QUESTIONS ON THE MATERIAL:
- 1) Write out the portion of the post on workplace feedback between "3. Saving up" and "this behaviour upfront.", inclusive.
- 2) List the four ways of encountering feedback that the opening sentence of the post on workplace feedback names.
- 3) Carry on the post on workplace feedback from where it stops.
━━━━━ TEXT SEGMENT
Feedbacks have a multitude of emotions around it when given, asked, received, and even heard. We all have been in this ‘feedback journey’ in any or many stages of the mentioned earlier. The way we handle it, address it, and emerge from it is key to the success of its impact on us.

Here are some lessons on feedbacks that I have experienced over the last 2 decades being a part of the Corporate world. You may relate to some or many or even all ?.

We are ending the year 2020 and probably the right time to just absorb the below lessons and use it to your teams and your advantage!

  1. We all appreciate feedback from trusted sources on what we are doing that is working and what we can strengthen or change to improve our success. In general, people feel as if they don’t receive enough of this quality feedback. This is where proactiveness comes from the Leaders or Managers to make this a ‘routine’ to have the right impact.
  2. Our memory cells are filled with examples where managers or colleagues gave us feedback that felt more like an attack or allegation, than support and coaching. It’s sad but true: people struggle to identify feedback examples that made a significant difference in their performance or success. Here is where the intent of Leaders and Managers needs to be rightly expressed to take things in the right spirit.
  3. Saving up feedback is never a good plan. And how often do we see this happening? Waiting for the ‘right time’ is so very common! The worst example is “dump truck” feedback, where the manager unloads everything, they’ve seen us do wrong at one time which is typically during the annual performance evaluation. Here the ‘intent’ has been questionable, hence the outcome and ‘impact’ is always going to be irreversible.
  4. The idea of giving or receiving feedback generates stress for all parties. We need to work hard to build a quality feedback culture. Here the conscious effort to make it a part of normal conversations will build trust and acceptance to work on the right feedbacks. Leaders need to drive this behaviour upfront.
  5. Creating a healthy feedback environment includes setting expectations for it into group values and a manager or team lead who models great feedback behaviors and teaches quality feedback practices. Such teams we observe thrive on constructive feedbacks and emerge more innovative and fearless in their outputs.
  6. Positive feedback is powerful, desirable, and importantly very ‘difficult to craft and deliver’. We should work harder on helping individuals recognize and go along with their positive behaviors. Leaders should use this in occasional bursts to make sure that the tempo of impacts are favorable to the member and teams and organisation at large.
━━━━━━━━━━
━━━━━ DATA UNDER STUDY
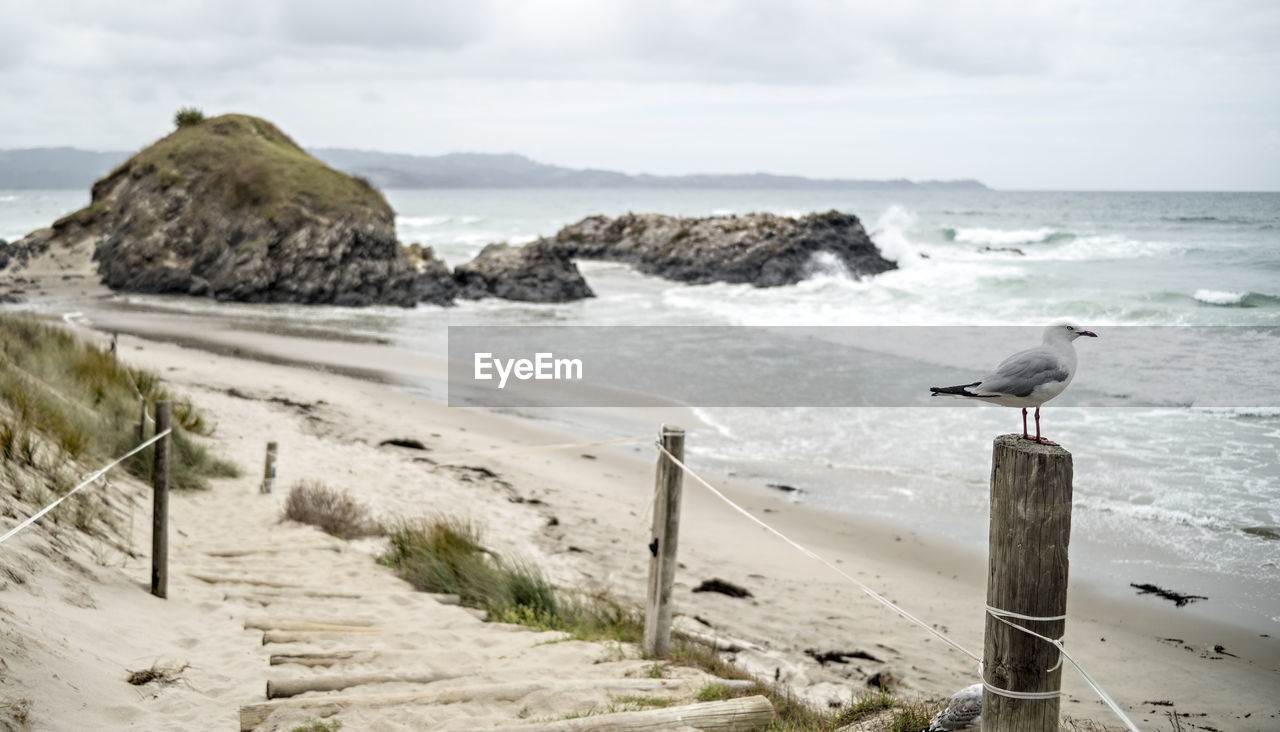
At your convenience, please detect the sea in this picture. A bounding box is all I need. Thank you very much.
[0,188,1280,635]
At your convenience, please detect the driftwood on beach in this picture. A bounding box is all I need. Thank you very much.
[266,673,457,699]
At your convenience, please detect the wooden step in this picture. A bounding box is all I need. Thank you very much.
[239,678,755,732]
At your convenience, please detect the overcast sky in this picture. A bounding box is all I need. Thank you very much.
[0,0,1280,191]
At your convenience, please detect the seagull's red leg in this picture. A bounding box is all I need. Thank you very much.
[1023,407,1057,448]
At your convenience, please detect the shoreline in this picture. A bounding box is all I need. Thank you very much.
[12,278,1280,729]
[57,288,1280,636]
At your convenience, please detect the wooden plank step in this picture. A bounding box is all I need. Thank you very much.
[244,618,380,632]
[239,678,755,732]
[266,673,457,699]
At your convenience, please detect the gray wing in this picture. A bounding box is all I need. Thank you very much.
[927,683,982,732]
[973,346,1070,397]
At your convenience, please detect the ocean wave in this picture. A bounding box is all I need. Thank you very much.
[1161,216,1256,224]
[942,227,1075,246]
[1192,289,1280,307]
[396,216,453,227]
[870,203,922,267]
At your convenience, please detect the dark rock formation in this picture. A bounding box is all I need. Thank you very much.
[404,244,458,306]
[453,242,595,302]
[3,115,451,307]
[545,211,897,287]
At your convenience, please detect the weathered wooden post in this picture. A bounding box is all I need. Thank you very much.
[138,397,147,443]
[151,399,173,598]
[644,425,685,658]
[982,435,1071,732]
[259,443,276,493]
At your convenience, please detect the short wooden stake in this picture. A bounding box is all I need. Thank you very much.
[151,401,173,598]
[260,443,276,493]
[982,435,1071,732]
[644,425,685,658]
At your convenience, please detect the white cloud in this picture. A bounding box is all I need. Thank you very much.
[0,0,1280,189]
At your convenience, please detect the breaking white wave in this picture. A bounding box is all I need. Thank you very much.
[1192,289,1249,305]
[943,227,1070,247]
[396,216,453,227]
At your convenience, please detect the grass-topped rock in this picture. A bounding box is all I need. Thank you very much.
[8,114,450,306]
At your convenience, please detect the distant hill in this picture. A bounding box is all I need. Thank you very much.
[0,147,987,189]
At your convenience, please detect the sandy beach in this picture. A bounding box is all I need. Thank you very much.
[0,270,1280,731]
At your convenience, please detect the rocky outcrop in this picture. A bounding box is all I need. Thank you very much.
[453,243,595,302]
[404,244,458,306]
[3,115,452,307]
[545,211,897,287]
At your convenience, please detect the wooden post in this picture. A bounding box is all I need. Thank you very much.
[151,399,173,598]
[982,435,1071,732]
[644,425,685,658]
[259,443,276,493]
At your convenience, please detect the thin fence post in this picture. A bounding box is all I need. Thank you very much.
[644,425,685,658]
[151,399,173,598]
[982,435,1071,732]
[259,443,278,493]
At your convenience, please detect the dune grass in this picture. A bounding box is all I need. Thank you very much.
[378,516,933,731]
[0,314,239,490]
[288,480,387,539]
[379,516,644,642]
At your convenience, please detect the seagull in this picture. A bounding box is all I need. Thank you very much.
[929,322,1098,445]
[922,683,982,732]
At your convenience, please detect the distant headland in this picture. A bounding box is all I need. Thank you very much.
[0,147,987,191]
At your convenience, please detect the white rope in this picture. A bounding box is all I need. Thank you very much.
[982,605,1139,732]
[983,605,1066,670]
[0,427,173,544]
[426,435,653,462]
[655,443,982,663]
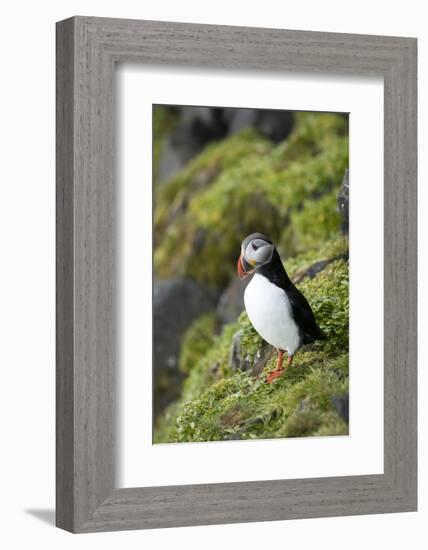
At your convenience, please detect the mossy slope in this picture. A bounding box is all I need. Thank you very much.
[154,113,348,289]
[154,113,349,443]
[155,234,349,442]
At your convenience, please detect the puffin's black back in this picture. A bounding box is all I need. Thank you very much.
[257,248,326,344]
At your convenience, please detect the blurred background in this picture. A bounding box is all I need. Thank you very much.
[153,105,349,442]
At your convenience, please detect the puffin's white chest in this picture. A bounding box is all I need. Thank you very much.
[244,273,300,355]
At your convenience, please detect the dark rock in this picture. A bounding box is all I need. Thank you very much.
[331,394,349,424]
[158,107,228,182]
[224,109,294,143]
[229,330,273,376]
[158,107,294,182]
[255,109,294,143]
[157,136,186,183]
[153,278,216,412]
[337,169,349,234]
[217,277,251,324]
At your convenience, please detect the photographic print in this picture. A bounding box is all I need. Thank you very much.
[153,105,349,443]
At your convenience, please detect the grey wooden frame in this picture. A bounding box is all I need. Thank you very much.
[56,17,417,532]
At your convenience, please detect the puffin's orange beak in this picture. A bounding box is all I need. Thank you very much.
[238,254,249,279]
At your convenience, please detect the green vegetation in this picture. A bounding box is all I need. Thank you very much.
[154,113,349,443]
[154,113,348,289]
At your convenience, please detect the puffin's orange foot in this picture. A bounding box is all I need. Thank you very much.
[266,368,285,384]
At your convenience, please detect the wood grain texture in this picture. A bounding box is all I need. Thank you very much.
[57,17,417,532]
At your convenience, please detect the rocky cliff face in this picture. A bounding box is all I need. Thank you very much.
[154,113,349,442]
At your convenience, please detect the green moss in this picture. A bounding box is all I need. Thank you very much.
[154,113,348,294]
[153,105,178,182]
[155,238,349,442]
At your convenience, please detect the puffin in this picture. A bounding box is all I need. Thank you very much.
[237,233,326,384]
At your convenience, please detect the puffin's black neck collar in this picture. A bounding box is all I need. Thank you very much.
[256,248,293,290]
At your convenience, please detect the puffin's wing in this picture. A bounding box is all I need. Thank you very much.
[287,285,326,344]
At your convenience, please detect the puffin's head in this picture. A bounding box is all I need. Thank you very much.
━━━━━━━━━━
YOUR WRITTEN ANSWERS:
- 1)
3. Saving up feedback is never a good plan. And how often do we see this happening? Waiting for the ‘right time’ is so very common! The worst example is “dump truck” feedback, where the manager unloads everything, they’ve seen us do wrong at one time which is typically during the annual performance evaluation. Here the ‘intent’ has been questionable, hence the outcome and ‘impact’ is always going to be irreversible.
  4. The idea of giving or receiving feedback generates stress for all parties. We need to work hard to build a quality feedback culture. Here the conscious effort to make it a part of normal conversations will build trust and acceptance to work on the right feedbacks. Leaders need to drive this behaviour upfront.

- 2) given, asked, received, heard

- 3)
  7. Since “observed behaviors” are the foundation of quality feedback, we have to create more virtual and physical opportunities via team meetings, briefings, ideation sessions, and other events to catch our team members in action. In today’s online world, the ‘video-on’ mode may help you capture these and express them in a timely manner.
  8. It pays to take time to think through how we open our feedback sessions. During the practice segments, there was widespread surprise and agreement at how important and how difficult it is to construct an opening sentence that incorporates the building blocks of quality feedback and sets the right tone for the discussion. So take your time, make notes, and rehearse what you want to say. Remember the ‘intent’ and ‘delivery’ will result in the right and desired ‘impact’.
  9. Great feedback discussions are a dialog, not a monologue. Nothing more to say here. Very often these days ‘stories’ are an ideal way to help give feedbacks that stays!
  10. Not all feedback is offered with our best interests in mind. Seek out feedback from trusted sources. We can choose to ignore feedback when the intent is questionable. So, it is critical to even not get too obsessed with the feedbacks, in order to help us shine at all times.
  11. Upward feedback is as important as the reverse. It highlights the observations, concerns, involvement and forthrightness by the employee or manager or leader to be able to give to the reporting manager or even the CXO. This exemplifies a high degree of engagement in an organisation, not to mention the culture that is fertile for such feedbacks.

Look forward to your comments on any new feedback mechanisms you would have used as a leader, manager, or team member.

Wishing you all a healthy end to 2020 and an even healthier 2021.